══ Data rows

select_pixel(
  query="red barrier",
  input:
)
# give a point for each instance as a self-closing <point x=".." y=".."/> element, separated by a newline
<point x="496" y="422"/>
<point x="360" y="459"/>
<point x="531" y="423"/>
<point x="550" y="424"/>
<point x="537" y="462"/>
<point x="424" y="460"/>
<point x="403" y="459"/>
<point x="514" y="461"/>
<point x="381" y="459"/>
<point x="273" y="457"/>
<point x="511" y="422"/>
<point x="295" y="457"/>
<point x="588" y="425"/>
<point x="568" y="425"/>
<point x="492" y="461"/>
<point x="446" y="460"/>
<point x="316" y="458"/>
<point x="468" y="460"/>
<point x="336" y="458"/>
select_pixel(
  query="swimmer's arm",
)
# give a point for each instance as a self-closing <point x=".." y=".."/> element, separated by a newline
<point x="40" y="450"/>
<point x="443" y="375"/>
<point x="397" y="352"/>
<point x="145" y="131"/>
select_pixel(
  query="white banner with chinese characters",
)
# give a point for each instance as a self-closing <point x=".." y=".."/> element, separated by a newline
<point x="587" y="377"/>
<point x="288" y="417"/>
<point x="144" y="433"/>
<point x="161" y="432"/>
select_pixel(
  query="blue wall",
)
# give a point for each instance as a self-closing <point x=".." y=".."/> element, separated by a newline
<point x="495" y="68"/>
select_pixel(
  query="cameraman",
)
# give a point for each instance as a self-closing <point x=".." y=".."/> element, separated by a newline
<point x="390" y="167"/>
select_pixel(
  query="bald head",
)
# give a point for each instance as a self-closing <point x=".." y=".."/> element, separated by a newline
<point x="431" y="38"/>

════

Scale every record above by writing all of its lines out again, requests included. Multiply each x and y coordinate in the answers by 1.45 and round to the nearest whole number, with halves rounding up.

select_pixel(
  query="red barrier",
  input:
)
# give a point for each instance as a self-closing <point x=".." y=".."/> element, separated by a newline
<point x="719" y="612"/>
<point x="522" y="666"/>
<point x="770" y="613"/>
<point x="798" y="615"/>
<point x="779" y="670"/>
<point x="615" y="667"/>
<point x="584" y="666"/>
<point x="745" y="668"/>
<point x="552" y="666"/>
<point x="396" y="663"/>
<point x="741" y="612"/>
<point x="428" y="663"/>
<point x="853" y="616"/>
<point x="824" y="616"/>
<point x="713" y="668"/>
<point x="647" y="667"/>
<point x="458" y="664"/>
<point x="679" y="667"/>
<point x="487" y="664"/>
select_pixel(
  query="swimmer's arm",
)
# give a point for each instance as a self-closing <point x=".." y=".."/> element, separated by a newline
<point x="58" y="653"/>
<point x="642" y="544"/>
<point x="576" y="510"/>
<point x="210" y="190"/>
select_pixel(
  query="white banner with chinese characters",
)
# give a point for each instance as a self-closing <point x=".." y=".."/> element, separated by a newline
<point x="851" y="547"/>
<point x="418" y="605"/>
<point x="209" y="628"/>
<point x="233" y="626"/>
select_pixel(
  query="blue wall",
)
# give a point for each instance as a self-closing <point x=".." y=".."/> element, separated by a newline
<point x="718" y="99"/>
select_pixel(
  query="cameraman",
)
# give a point for each instance as a self-closing <point x=".." y=".."/> element, separated by a newline
<point x="566" y="242"/>
select_pixel(
  query="bald head",
)
# give a point for each instance as a self-closing <point x=".." y=".."/> element, separated by a newline
<point x="625" y="55"/>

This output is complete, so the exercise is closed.